- **Stated exercise**:
Lay out the lines from the start of the entries through the line containing "Trace each instance along its edge." as a JSON list of strings, one string per line, skipping any blank lines.

==== Source data

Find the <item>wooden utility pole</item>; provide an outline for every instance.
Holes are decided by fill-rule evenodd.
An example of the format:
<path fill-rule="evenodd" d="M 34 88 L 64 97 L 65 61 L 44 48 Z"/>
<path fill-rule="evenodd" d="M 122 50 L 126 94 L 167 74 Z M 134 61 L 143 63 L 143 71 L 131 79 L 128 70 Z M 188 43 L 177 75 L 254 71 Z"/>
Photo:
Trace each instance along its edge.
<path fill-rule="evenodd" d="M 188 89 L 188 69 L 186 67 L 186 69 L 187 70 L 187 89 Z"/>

========

- **Expected output**:
[
  "Find the <item>wooden utility pole</item>; provide an outline for every instance.",
  "Holes are decided by fill-rule evenodd.",
  "An example of the format:",
  "<path fill-rule=\"evenodd\" d=\"M 34 88 L 64 97 L 65 61 L 44 48 Z\"/>",
  "<path fill-rule=\"evenodd\" d=\"M 122 50 L 126 94 L 167 74 Z M 134 61 L 143 63 L 143 71 L 131 79 L 128 70 Z M 188 43 L 177 75 L 254 71 Z\"/>",
  "Photo:",
  "Trace each instance along its edge."
]